Tuesday, June 26, 2007

Zoning In On The Problem

Defensive statistics remain the Holy Grail of sabrmetrics. While any schmo can come up with a way of estimating offensive output, finding a single stat that isolates the play of an individual fielder has proven to be elusive. While they're still crunching, we're left to consider the ones they have, and one of the best -- though far from perfect -- is zone rating.

I won't bore you with all the details. (If you're a sicko who's interested, start here for some background, then follow the links!)

Essentially, numbers-crunching baseball haters have divided the field into distinct regions (zones, duh!), and they track where balls go, giving credit to fielders who make plays in their specified zones. So, if Dmitri Young has 10 balls hit right at him, and 5 of them skip under his glove, he'd have a zone rating of .500. Pretty simple, right?

The wrinkle in the stat, and where THT has improved it a bit (using work and numbers from some other smart people), is that fielders only receive credit for certain areas. So let's say that Nook Logan ranges way over to get a ball in the gap, saving a double, there's a chance that it wouldn't be 'in his zone' under the definition of the stat, and he wouldn't get any credit. Sounds pretty silly, huh?

THT now tells us how many balls players get to that they weren't credited with, so we can see if good ol' Nook is a ball stealin' machine.

Let's start with the big picture first. If you scroll to the bottom here, you'll see the team's defensive stats.

There, you can see that the Nats are actually below the league average in unearned runs. You also see that they're near the top in throwing errors -- thanks, Dmitri!

* * * * * * *

> **What you have to do**
Reproduce the passage of the post on zone rating between "Let's start with" and "-- thanks, Dmitri!", inclusive. The records that come next play no part in the work here.

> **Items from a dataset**
* * * * * * *

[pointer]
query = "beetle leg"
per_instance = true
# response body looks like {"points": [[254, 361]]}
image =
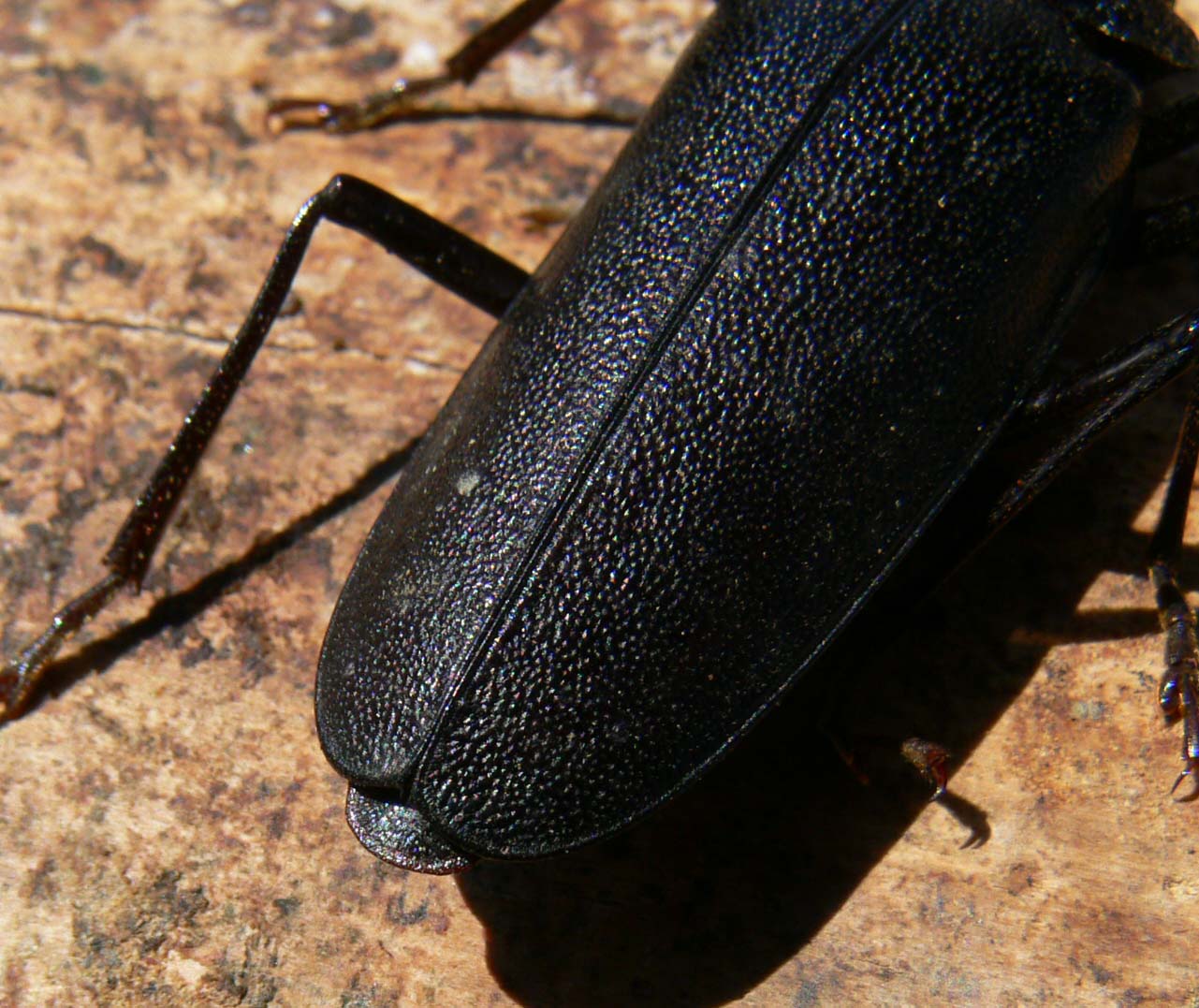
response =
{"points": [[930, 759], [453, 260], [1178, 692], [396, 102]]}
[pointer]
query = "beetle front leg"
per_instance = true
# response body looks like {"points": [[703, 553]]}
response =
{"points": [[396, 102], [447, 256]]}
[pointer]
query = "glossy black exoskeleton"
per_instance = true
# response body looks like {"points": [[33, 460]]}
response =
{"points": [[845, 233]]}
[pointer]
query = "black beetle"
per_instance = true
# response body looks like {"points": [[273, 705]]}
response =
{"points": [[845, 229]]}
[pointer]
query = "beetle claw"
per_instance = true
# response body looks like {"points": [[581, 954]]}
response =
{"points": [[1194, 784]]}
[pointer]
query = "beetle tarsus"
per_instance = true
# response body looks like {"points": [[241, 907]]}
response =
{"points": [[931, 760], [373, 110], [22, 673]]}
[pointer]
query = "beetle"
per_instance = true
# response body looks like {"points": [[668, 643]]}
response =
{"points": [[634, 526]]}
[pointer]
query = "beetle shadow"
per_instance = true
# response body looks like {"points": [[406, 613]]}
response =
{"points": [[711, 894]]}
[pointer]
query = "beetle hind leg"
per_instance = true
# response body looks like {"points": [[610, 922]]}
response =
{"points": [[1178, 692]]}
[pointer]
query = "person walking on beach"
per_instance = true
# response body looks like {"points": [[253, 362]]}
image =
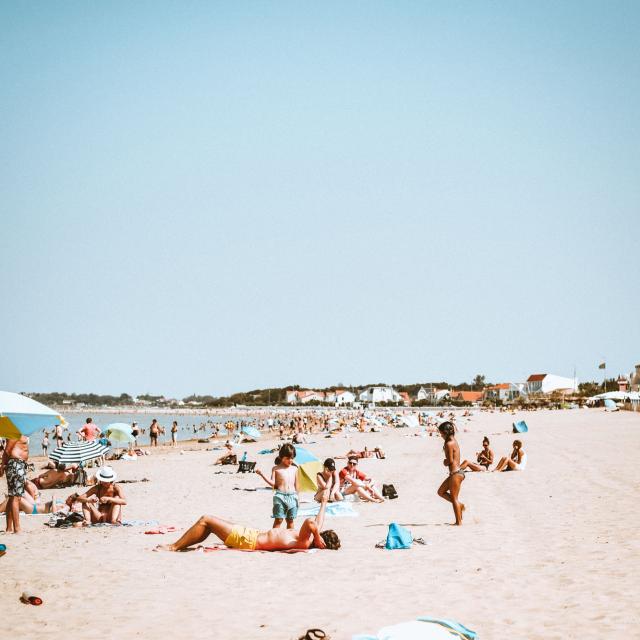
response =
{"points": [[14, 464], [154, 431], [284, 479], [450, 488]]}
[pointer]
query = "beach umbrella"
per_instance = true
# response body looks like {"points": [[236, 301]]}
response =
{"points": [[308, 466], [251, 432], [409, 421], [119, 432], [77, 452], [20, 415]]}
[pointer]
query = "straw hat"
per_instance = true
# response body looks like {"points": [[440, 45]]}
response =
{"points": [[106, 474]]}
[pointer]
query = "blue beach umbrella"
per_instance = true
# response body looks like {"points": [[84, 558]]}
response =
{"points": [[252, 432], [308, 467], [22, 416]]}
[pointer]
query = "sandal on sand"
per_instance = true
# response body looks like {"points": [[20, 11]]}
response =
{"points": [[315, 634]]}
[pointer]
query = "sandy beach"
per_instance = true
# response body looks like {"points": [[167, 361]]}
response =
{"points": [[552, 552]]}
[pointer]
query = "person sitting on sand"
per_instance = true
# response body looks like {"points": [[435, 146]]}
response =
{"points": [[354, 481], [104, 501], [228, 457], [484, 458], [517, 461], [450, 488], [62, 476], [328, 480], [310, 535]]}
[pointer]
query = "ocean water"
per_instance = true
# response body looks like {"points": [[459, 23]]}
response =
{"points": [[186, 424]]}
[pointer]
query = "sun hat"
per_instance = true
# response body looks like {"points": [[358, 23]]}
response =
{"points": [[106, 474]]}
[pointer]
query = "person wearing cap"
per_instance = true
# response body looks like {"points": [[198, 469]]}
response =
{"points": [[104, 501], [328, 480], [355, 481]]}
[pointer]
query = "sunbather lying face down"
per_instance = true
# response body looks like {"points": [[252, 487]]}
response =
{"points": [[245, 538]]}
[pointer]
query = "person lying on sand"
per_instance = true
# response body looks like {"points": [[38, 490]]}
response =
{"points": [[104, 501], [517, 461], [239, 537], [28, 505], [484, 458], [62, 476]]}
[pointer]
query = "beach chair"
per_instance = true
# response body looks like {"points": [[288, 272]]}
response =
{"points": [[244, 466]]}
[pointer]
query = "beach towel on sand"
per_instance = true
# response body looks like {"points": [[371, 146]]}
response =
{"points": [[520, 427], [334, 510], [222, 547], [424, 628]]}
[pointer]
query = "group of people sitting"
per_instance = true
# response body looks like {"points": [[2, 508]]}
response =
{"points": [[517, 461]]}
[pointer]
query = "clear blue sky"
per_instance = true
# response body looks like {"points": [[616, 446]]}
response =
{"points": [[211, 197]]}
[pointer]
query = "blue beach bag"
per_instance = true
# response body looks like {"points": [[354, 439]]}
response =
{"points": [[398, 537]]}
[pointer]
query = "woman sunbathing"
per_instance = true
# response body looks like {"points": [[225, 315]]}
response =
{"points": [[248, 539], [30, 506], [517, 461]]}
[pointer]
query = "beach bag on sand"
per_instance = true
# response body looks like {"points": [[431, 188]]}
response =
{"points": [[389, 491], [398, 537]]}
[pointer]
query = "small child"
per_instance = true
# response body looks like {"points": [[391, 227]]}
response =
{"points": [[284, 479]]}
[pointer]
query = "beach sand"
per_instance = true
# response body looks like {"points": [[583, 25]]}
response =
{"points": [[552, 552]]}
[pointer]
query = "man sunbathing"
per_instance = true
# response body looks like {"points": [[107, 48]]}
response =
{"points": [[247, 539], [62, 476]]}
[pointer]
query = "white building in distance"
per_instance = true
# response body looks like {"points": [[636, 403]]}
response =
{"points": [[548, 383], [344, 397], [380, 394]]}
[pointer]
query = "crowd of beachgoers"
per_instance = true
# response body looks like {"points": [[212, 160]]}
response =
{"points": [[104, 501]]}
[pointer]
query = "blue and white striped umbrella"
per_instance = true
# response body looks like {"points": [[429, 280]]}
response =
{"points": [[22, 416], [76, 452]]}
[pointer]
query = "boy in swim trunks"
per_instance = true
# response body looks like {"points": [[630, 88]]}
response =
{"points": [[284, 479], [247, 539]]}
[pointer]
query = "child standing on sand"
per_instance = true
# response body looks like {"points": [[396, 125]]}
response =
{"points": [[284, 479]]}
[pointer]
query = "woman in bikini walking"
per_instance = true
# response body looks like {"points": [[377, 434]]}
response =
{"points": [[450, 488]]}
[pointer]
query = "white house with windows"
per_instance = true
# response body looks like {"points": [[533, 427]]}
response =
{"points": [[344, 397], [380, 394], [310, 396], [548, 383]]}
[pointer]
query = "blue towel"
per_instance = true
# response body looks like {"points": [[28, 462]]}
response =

* * * * * * *

> **Task answer**
Let's start with the big picture first. If you scroll to the bottom here, you'll see the team's defensive stats.

There, you can see that the Nats are actually below the league average in unearned runs. You also see that they're near the top in throwing errors -- thanks, Dmitri!